[WORK ITEM]
Using the data beneath, show every line that includes the word "child".

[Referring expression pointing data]
★ ★ ★ ★ ★ ★ ★
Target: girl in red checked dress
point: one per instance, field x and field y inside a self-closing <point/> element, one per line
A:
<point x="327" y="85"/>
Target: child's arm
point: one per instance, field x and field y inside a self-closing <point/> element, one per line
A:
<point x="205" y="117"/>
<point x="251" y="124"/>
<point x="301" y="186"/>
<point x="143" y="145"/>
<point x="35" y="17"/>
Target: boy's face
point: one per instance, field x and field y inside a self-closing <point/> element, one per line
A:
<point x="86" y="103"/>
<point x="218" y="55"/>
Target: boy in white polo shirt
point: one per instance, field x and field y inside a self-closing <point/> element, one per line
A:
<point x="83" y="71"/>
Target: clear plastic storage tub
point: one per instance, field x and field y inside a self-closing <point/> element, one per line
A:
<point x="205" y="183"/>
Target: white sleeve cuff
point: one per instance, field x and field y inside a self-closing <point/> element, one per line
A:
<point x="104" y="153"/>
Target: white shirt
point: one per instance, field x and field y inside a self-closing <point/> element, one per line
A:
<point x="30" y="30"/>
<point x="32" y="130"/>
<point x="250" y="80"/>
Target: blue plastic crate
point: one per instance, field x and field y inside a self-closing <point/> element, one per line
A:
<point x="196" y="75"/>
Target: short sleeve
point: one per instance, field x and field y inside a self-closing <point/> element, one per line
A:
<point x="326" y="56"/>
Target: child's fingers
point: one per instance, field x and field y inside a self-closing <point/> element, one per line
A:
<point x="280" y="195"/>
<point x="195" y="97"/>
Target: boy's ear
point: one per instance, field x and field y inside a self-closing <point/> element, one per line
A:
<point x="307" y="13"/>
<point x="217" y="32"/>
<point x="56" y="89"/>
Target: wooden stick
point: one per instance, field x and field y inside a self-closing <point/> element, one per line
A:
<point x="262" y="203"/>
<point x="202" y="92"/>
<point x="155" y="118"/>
★ ★ ★ ★ ★ ★ ★
[TASK RESPONSE]
Target: child's arm
Target: child's fingers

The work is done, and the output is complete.